### THE EXERCISE
Output nothing but the lines from the line with "of the apartment" through the end of the listing below, both ends included.
##############################
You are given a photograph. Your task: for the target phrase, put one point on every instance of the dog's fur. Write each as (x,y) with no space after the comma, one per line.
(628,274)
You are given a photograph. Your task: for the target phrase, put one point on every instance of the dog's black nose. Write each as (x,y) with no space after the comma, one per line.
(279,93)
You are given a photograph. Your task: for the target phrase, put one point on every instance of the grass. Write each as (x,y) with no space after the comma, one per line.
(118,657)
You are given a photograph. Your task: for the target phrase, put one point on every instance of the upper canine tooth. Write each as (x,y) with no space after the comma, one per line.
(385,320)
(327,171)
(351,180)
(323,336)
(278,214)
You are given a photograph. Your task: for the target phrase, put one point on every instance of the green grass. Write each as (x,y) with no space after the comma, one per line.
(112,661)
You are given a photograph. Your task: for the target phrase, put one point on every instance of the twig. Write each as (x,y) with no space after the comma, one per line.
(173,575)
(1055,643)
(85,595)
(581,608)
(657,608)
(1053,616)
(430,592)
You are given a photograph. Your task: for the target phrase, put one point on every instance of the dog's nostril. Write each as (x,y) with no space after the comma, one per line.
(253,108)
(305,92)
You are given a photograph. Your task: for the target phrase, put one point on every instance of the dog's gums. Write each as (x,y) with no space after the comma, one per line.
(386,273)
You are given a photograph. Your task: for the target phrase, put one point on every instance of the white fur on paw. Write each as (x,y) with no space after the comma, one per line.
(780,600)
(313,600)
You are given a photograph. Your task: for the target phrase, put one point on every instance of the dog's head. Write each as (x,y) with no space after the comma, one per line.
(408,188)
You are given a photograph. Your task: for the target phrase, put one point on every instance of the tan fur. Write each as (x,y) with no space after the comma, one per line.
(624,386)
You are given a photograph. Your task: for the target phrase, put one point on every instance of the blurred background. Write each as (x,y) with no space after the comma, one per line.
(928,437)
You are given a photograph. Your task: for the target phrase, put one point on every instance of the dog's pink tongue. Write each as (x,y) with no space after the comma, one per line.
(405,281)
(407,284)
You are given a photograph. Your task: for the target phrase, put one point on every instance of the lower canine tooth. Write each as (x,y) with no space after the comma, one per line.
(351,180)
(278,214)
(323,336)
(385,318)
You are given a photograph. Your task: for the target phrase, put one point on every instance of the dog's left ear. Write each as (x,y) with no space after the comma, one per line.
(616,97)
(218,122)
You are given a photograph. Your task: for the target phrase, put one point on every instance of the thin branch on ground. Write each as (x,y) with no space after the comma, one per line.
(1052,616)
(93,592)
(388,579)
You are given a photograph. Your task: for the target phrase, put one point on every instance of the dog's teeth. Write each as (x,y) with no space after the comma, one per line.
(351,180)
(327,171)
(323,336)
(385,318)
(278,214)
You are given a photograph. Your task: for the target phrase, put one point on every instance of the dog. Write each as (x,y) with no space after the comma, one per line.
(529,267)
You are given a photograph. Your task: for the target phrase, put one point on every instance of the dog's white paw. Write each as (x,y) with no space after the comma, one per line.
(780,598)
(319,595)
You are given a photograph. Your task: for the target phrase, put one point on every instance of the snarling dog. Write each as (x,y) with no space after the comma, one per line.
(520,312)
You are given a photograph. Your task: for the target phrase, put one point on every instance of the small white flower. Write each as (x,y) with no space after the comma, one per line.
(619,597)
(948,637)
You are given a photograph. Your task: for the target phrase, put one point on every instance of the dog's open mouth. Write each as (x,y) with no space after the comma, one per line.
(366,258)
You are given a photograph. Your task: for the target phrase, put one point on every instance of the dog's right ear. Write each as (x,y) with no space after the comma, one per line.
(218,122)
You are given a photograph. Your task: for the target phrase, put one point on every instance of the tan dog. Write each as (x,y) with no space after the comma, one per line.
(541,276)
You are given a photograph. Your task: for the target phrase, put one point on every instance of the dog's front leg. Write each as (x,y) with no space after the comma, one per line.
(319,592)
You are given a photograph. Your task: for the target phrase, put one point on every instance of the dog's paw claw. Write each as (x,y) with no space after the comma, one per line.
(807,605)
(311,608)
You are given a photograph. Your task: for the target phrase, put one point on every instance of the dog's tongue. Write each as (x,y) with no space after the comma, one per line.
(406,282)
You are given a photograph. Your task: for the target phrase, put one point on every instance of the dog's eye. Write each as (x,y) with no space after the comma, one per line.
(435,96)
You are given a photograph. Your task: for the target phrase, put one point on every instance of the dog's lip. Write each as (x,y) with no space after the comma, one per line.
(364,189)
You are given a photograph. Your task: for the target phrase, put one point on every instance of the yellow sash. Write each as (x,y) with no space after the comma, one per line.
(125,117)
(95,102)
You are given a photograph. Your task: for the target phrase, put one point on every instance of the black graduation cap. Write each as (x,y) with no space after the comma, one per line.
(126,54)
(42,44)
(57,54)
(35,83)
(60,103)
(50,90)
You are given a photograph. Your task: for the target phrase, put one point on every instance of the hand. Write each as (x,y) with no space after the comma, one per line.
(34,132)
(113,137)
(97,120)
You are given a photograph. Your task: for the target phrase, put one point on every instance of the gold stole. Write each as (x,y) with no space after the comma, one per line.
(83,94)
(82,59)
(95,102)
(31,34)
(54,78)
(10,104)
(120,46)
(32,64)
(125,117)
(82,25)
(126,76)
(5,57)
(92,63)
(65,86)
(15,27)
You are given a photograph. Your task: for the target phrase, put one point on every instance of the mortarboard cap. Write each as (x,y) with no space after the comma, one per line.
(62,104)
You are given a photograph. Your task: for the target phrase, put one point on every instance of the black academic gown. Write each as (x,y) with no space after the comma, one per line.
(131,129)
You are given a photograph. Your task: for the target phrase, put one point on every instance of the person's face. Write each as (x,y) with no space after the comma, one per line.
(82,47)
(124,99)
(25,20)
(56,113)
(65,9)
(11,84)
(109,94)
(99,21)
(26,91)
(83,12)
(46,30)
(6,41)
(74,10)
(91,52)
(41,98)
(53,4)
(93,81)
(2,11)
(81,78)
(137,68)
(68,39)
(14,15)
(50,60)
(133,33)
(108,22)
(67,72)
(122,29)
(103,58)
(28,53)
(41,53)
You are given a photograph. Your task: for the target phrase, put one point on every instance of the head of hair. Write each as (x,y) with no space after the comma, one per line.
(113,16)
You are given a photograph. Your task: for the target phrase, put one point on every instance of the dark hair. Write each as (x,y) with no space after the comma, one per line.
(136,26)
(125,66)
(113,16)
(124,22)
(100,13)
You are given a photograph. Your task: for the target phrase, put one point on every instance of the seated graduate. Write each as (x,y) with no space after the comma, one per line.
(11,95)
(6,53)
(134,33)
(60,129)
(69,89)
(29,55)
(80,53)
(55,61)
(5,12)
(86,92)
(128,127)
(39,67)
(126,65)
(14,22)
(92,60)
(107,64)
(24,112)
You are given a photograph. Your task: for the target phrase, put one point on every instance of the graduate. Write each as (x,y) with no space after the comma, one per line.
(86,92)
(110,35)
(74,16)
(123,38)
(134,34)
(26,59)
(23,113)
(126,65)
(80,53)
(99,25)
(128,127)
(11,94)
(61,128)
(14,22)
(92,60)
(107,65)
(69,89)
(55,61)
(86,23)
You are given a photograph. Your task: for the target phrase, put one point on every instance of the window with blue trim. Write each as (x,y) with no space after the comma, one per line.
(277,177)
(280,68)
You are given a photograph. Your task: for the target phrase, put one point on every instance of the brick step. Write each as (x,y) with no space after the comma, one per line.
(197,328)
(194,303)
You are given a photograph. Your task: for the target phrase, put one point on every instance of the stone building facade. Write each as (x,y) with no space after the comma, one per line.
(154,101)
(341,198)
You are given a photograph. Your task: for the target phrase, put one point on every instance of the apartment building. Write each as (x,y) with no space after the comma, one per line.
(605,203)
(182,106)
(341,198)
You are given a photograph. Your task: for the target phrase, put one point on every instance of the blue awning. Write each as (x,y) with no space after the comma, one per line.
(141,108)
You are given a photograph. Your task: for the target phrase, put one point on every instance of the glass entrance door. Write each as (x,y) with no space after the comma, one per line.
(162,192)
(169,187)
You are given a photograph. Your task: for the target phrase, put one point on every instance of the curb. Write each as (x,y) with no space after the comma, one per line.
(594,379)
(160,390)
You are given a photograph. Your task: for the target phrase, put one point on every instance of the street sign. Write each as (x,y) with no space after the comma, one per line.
##############################
### SOLUTION BELOW
You are given a photograph. Your task: for the target phrase, put one point on every instance of the apartment building. Write each as (x,y) with no space after the comma, one per line.
(605,203)
(182,106)
(341,198)
You are given a photograph. Your task: for the target phrase, put one point on every instance of the blue awning. Write each as (x,y) with no space after the comma, one per line.
(141,108)
You are given a photograph. Your task: for the target phrase, put one point on every instance of the glass entrance door. Write each as (x,y) with no space after the comma, one per line.
(162,192)
(169,187)
You are given a photograph. Your task: for the target phrase, put one point on every instance of the curb. Write each as (x,y) with no space after the comma, one per line.
(594,379)
(160,390)
You are given a photograph. Your task: for the target phrase, put one point on every instance of the street sign. Write each as (x,y) with no space after the comma, one per line.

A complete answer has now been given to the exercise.